-- begin EXERCISE DATA --

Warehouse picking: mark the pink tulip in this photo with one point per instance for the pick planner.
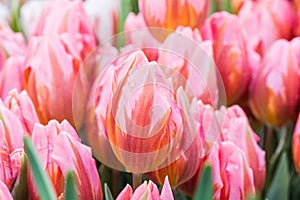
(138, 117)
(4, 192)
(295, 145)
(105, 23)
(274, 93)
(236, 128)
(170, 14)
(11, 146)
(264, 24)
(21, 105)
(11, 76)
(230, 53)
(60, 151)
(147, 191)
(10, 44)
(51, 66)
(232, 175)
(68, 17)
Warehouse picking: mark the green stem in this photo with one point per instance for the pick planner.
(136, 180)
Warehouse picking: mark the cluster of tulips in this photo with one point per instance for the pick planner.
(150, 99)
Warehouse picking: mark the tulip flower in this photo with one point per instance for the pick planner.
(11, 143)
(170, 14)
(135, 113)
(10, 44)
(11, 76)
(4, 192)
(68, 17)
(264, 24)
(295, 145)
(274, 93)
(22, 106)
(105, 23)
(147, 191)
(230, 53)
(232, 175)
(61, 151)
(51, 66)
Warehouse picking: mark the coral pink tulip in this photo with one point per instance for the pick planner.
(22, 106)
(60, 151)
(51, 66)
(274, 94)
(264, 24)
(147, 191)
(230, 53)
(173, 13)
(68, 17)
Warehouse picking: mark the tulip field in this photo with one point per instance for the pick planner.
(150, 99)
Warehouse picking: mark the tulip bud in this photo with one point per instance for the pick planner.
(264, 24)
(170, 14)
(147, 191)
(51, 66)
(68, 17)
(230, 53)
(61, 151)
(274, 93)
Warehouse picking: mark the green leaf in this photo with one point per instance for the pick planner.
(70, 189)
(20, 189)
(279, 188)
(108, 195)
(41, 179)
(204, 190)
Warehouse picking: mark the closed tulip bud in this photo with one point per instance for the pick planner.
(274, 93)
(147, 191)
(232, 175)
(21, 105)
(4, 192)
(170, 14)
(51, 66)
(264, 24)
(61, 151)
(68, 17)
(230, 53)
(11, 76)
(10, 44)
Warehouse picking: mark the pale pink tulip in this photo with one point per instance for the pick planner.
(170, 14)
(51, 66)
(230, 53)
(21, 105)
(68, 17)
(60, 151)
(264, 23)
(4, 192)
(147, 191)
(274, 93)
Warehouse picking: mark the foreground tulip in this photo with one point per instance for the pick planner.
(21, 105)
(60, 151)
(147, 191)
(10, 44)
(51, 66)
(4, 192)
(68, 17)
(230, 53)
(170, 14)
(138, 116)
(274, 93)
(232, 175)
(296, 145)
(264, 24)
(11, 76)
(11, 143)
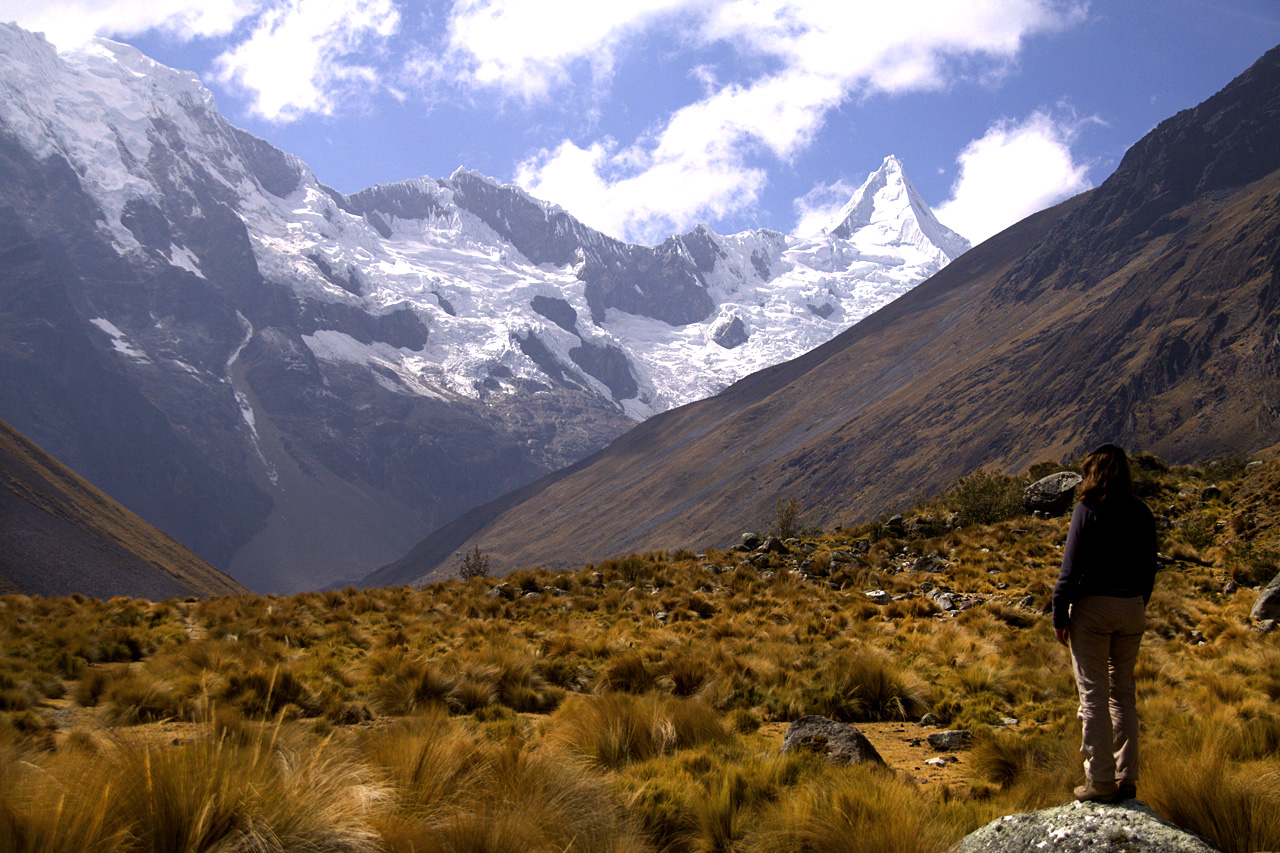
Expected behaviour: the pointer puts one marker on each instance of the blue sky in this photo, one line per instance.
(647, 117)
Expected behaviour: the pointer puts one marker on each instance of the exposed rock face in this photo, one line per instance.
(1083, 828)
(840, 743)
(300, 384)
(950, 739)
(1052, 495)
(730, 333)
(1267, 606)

-- end EXERCISE DATA --

* PROBLEM STATEMENT:
Edit the stretch of data from the line containing "Warehouse picking: mark the tulip bud" through the end of the data, changing "pick planner" to "picking robot" and leaving everything else as it is. Return only those lines, without the pictures.

* WRITTEN ANSWER:
Warehouse picking: mark the tulip bud in this photo with one point per instance for the picking robot.
(264, 24)
(170, 14)
(147, 191)
(51, 66)
(68, 17)
(230, 53)
(61, 151)
(274, 93)
Warehouse picking: mark the green leaf in this photo with one point per instance for the picking robot.
(70, 189)
(20, 189)
(279, 188)
(108, 195)
(41, 179)
(204, 190)
Warehouse picking: mark the closed tulip bud in this photo with one point per instance for the picking robot.
(274, 93)
(147, 191)
(232, 175)
(21, 105)
(4, 192)
(170, 14)
(51, 66)
(264, 24)
(61, 151)
(68, 17)
(230, 53)
(11, 76)
(10, 44)
Warehouse picking: mark the pale pink tulip in this photo with one point per instance for the picking robot.
(170, 14)
(51, 66)
(230, 53)
(21, 105)
(68, 17)
(60, 151)
(264, 23)
(4, 192)
(147, 191)
(274, 93)
Warehouse picking: mark the foreground tulip in this photo with one point per instance for the picking robot.
(21, 105)
(60, 151)
(147, 191)
(10, 44)
(51, 66)
(4, 192)
(68, 17)
(230, 53)
(170, 14)
(138, 116)
(274, 93)
(232, 175)
(296, 145)
(264, 24)
(11, 76)
(11, 143)
Expected behaviour: the pointer puts one marker on each instance of the blue sky in this photo, one line per instance.
(647, 117)
Expected behaviour: the pointer puts one marker on each instance of the exposed rock face in this photo, one line per instance.
(1083, 828)
(840, 743)
(300, 384)
(950, 739)
(1052, 495)
(730, 333)
(1267, 606)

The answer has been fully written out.